**TASK TO CARRY OUT:**
Each entry that follows is to be copied exactly, minus any pictures.

**INPUT:**
[Start of section]
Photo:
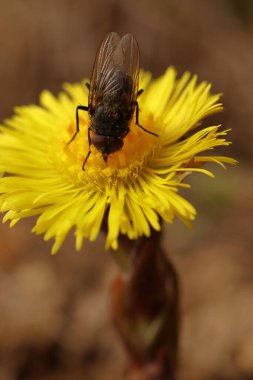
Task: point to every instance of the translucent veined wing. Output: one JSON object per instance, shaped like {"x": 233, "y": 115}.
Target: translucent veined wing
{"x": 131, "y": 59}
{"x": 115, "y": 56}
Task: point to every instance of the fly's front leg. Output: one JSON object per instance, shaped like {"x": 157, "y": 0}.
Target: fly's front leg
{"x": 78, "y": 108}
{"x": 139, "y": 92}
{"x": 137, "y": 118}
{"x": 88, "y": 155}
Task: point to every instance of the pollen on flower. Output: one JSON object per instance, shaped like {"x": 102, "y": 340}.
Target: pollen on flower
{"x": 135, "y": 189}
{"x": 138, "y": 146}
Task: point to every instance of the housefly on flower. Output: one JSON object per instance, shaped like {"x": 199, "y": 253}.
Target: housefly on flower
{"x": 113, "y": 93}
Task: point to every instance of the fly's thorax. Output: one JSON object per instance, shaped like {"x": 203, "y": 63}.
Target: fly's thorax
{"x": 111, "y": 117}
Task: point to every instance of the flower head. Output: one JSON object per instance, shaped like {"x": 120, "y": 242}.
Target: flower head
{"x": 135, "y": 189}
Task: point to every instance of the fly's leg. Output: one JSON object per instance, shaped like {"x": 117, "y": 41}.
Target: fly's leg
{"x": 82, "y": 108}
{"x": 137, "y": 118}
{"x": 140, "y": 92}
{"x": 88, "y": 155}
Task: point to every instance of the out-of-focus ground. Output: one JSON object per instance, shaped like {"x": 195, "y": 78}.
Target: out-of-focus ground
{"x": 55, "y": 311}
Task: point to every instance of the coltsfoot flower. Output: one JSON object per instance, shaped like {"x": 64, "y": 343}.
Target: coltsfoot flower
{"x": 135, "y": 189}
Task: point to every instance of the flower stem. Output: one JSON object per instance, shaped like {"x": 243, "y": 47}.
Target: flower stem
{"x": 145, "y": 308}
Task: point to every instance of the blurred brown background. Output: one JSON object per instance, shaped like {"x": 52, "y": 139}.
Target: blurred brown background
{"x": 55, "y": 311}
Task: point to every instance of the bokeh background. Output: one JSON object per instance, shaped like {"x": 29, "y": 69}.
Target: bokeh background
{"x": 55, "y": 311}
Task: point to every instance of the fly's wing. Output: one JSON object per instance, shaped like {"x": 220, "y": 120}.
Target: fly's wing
[End of section]
**ANSWER FOR THE TASK:**
Photo:
Task: point to every instance of the translucent veined wing. Output: one JSON object per instance, shaped like {"x": 233, "y": 115}.
Target: translucent veined wing
{"x": 131, "y": 59}
{"x": 115, "y": 56}
Task: point to every instance of the fly's front leg. Output: one JSON object per instance, shaped like {"x": 157, "y": 0}.
Target: fly's front leg
{"x": 78, "y": 108}
{"x": 139, "y": 92}
{"x": 137, "y": 118}
{"x": 88, "y": 155}
Task: point to every instance of the pollen on flower. Output: one JSON object per instance, shaped like {"x": 102, "y": 340}.
Target: pollen on flower
{"x": 135, "y": 189}
{"x": 138, "y": 146}
Task: point to every instance of the housefly on flower. Output: one JSON object per instance, shaped like {"x": 199, "y": 253}.
Target: housefly on flower
{"x": 113, "y": 93}
Task: point to every instance of the fly's thorax. Output: one JSON object per instance, shaped like {"x": 203, "y": 63}.
Target: fly's thorax
{"x": 111, "y": 117}
Task: point to every instance of the flower head. Output: one JSON object per instance, shaped like {"x": 120, "y": 242}.
Target: flower head
{"x": 135, "y": 189}
Task: point to every instance of the fly's leg. Output: one JSON object per instance, shaped like {"x": 117, "y": 41}.
Target: fly's leg
{"x": 82, "y": 108}
{"x": 137, "y": 118}
{"x": 140, "y": 92}
{"x": 88, "y": 155}
Task: point to every instance of the out-of-focus ground. Output: one JSON object per instance, shaped like {"x": 195, "y": 78}.
Target: out-of-focus ground
{"x": 55, "y": 311}
Task: point to every instance of the coltsfoot flower. Output: one JSON object per instance, shaped like {"x": 64, "y": 343}.
Target: coltsfoot flower
{"x": 135, "y": 189}
Task: point to every instance of the flower stem. Output: one JSON object per instance, shaped like {"x": 243, "y": 47}.
Target: flower stem
{"x": 145, "y": 308}
Task: point to every instance of the blurred brown background. Output: one JSON object per instance, shaped like {"x": 52, "y": 139}.
Target: blurred brown background
{"x": 55, "y": 311}
Task: point to every instance of the bokeh background. Output: one JSON object per instance, shaped like {"x": 29, "y": 69}.
Target: bokeh background
{"x": 55, "y": 311}
Task: point to every instance of the fly's wing. Output: one JSON object per instance, shaped like {"x": 220, "y": 120}.
Target: fly's wing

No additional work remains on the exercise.